## Passage given
To graph parabolas you can use Desmos. It is a quick substitute to drawing a parabola onto graph paper.

## Factoring

In order to really understand quadratics, how to make parabolas and how to convert forms you must know how to common factor properly. Factoring is a big part of quadratics. The video below will help you understand common factoring better.
Common Factors

## Types of Forms

Vertex form - a(x-h)²+k

Factored form - a(x-r)(x-s)
Standard form - ax²+bx+c

## Vertex Form - y=a(x-h)^2+k

Axis of Symmetry

The axis of symmetry can be found in an equation in the vertex form when looking at the "h" value. (Shown as x=-1(h))

***The value of -1(h) is the axis of symmetry. Opposite Signs***

Examples:

Equation:

1. y=2(x-6)^2+7

2. y=5(x+4)^2+21

AOS:

1. x=6

2. x=-4

Optimal Value

The optimal value is the "k" in vertex form. It is the maximum or minimum value on a parabola. (Shown as y=k)

Examples:

Equation:

1. y=2(x-6)^2+7

2. y=5(x+4)^2-21

Optimal Value:

1. y=7

2. y=-21

Vertex

The vertex of the parabola can be found by taking the coordinates of the axis of symmetry and optimal value. (Shown as (x,y) )

Example:

Axis of Symmetry

x=3

Optimal Value

y=5

Vertex Coordinates

(3,5)

Transformations

Horizontal Transformation - Moves the parabola left and right

-If the h value is less than zero, then it will move to the right

-if it is more than zero, then it will move left.

Vertical Transformation - Moves the parabola up and down

-If the k value is greater than 0, the parabola will move up

-If the k value is less than 0, the parabola will move down

Vertical Stretch

• Increasing the value of a will vertically expand the graph (make the arms move closer together

• Decreasing the value of a will vertically compress the graph (make the arms spread out wider).

Reflection - Determines whether the direction of opening is upwards or downwards

• If the "a" value is greater than 0, direction of opening is upwards

• If the "a" value is less than 0, direction of opening is downwards

Step Pattern

The step pattern shows how steep the parabola gets and use it to find next points after vertex is found. The step pattern is y=x^2. So it is over 1 and up 1, over 2 and up 4, etc. The "a" can change the steepness, have to multiply the "a" by the 1 to find next point.

Zeroes

To find the zeroes in vertex form, you need to sub in y=0 and isolate for x.

## Factored Form

Factored Form of a quadratic looks like y=a(x-s)(x-t).

## Excerpts from a point labeling dataset

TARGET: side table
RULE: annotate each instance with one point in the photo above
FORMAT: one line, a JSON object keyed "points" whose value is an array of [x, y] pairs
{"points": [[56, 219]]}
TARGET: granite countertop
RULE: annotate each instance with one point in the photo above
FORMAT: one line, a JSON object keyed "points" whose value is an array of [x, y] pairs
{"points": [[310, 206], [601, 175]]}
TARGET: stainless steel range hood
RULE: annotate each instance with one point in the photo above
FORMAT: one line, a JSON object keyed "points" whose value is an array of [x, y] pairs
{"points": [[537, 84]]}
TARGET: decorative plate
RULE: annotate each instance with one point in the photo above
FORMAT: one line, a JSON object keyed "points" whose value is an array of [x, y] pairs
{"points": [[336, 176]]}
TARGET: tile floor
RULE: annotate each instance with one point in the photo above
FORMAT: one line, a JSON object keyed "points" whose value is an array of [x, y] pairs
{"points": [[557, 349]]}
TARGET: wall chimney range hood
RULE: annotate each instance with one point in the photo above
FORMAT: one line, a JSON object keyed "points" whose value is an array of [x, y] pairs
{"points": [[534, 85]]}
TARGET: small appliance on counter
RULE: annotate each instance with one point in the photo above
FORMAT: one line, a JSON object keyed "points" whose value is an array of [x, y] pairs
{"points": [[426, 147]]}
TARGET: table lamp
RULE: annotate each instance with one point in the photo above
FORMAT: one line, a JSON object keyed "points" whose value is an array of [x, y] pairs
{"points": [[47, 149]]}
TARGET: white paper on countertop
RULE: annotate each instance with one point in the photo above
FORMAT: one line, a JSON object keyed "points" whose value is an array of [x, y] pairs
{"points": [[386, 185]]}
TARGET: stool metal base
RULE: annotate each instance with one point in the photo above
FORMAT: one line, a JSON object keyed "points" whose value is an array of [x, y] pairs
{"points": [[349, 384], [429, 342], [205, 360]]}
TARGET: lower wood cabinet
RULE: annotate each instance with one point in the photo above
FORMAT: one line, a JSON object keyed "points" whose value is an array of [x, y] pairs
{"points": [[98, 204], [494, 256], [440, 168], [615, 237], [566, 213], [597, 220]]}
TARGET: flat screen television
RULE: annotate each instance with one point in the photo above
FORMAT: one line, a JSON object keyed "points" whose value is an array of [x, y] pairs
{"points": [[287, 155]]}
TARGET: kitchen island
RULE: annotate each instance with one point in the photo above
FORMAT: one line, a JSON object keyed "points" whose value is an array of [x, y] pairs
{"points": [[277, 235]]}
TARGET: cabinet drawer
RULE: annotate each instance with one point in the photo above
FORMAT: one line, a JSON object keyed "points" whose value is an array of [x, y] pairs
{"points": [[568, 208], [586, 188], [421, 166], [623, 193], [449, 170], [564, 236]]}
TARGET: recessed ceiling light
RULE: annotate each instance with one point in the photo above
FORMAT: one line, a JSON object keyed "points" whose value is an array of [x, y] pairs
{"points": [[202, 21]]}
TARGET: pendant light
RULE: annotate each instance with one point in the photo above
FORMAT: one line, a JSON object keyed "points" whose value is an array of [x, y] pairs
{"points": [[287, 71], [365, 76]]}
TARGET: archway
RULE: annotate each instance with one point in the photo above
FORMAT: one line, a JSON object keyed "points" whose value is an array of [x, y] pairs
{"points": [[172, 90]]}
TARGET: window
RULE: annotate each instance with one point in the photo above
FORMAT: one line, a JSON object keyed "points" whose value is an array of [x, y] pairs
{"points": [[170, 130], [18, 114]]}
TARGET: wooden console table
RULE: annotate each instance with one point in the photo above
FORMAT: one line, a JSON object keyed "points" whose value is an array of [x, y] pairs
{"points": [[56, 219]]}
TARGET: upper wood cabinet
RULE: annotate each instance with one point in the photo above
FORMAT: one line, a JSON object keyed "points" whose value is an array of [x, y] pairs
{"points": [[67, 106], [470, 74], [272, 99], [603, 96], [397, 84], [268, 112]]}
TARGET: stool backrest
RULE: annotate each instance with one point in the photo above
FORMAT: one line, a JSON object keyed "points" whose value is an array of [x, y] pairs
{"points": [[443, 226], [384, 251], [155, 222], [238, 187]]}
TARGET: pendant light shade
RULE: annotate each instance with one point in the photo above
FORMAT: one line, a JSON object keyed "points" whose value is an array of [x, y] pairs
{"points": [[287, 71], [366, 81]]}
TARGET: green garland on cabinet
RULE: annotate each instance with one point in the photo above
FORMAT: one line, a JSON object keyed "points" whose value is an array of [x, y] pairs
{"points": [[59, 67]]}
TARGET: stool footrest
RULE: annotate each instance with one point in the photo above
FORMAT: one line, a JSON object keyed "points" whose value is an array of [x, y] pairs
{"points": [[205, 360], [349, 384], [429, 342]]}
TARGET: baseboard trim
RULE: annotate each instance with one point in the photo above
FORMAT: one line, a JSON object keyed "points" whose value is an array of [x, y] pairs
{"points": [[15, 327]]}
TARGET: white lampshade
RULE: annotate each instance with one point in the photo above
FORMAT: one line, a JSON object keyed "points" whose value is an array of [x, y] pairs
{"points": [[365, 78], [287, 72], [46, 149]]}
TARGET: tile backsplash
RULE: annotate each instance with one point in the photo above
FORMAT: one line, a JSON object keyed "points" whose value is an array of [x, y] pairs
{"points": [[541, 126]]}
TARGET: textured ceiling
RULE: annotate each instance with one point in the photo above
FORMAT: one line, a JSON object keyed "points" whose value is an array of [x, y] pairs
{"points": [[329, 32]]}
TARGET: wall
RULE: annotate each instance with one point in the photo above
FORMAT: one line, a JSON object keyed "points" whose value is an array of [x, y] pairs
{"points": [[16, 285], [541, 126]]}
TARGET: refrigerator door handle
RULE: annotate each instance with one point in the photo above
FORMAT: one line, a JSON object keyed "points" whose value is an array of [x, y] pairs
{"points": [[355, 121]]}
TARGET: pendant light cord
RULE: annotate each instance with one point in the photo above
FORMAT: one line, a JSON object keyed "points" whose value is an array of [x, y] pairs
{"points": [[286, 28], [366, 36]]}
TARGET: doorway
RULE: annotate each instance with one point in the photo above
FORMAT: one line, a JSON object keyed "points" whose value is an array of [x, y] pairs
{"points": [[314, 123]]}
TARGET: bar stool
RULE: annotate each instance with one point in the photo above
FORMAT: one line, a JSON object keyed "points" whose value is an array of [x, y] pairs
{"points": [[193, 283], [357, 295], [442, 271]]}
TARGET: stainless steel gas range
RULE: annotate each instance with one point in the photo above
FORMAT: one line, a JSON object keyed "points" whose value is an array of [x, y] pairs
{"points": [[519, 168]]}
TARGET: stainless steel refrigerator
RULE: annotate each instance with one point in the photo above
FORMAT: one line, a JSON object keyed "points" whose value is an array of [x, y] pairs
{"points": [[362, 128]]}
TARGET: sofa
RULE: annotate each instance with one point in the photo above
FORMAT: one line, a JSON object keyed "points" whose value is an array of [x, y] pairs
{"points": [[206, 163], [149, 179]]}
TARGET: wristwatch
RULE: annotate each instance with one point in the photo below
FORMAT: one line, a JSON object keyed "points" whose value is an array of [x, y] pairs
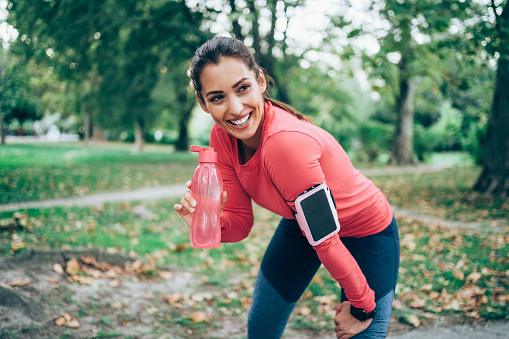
{"points": [[361, 314]]}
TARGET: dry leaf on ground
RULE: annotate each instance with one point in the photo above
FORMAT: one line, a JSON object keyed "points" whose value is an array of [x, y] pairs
{"points": [[20, 282]]}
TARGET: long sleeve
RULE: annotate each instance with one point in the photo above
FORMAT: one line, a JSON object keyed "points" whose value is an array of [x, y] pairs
{"points": [[237, 214], [292, 162]]}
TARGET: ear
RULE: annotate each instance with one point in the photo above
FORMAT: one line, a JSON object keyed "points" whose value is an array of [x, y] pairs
{"points": [[202, 104], [262, 81]]}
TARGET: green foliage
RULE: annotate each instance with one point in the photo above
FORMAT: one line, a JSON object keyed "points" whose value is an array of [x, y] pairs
{"points": [[33, 172]]}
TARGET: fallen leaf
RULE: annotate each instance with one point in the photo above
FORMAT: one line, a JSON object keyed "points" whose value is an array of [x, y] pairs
{"points": [[72, 267], [459, 275], [413, 320], [427, 288], [58, 268], [304, 311], [474, 277], [116, 305], [197, 317], [172, 298], [73, 323], [20, 282], [166, 275], [417, 303], [60, 321], [397, 304], [115, 283], [181, 247], [88, 260]]}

## What to do
- A) Answer these questions using the passage on quadratics.
(i) Which tool does it suggest for graphing parabolas?
(ii) How is standard form written?
(iii) Which way does the parabola open when the "a" value is less than 0?
- B) Carry on the passage on quadratics from where it stops.

## Answers given
- A)
(i) Desmos.
(ii) ax²+bx+c
(iii) Downwards.

- B)
Zeroes

The x-intercepts are at (s, 0) and (t, 0) and they will be opposite. for example, if "s" was 2 and "t" was 3 in the equation ((y=a(x-2)(x-3)), then the zeroes would be at (2,0) and (3,0) because they are opposite of "-2" and "-3" .

Zeros & X-intercepts

y = ( x - 3 ) ( x - 4 )

x - 3 = 0 x - 4 = 0

x = 3 x = 4

Axis Of Symmetry

To find the axis of symmetry, need to sub in x-intercepts into x=s+t/2.

Axis of Symmetry

x = 3 + 4 / 2

x = 3.5

Optimal Value

To get the optimal value, need to get the "x" from AOS and sub into the equation, y=a(x-s)(x-t), this will give the y value and then use the x and y coordinates to get vertex.

Optimal Value

y = ( x - 3 ) ( x - 4 )

y = ( 3.5 - 3 ) ( 3.5 - 4 )

y = 12.25 - 14 - 10.5 -12

y = -24.25

Expanding and Simplifying

When expanding from factored form, first the "a" will be multiplied to the "x" and "s" in first bracket and then "x" from the first bracket must be multiplied to other "x" in second bracket. Then the "x" from first bracket is multiplied to "t." After, the "s" is multiplied with "x" from second paragraph and then "t." At the end collect like terms.

3.5 Graphing from Factored Form

The quadratic formula is very easy once you know what the formula is. All you have to do is sub the value of a, b and c. The formula is -b±√b^2-4ac/2a and with this formula you can find the two x values because a parabola can have two x-intercepts. Also be careful when you are doing a word problem because sometimes the value of x should not be negative, like for a area question the length or width can't be negative.

## Standard Form

Standard Form of a quadratic looks like y=ax^2+bx+c

Zeroes

To find the zeroes of standard form, will have to use quadratic formula.

Axis Of Symmetry

After the x intercepts are found using the quadratics formula, then add the two together and divide the result by two and it will give the "x" value.

Optimal Value

To get the optimal value in standard form, need to sub in "x" from AOS into the equation and solve. This will give the y coordinate for the vertex.

Below is the step by step process of completing a square. This is used to convert standard form to vertex form.
Factoring

Next we will factor to convert from standard form to factored form.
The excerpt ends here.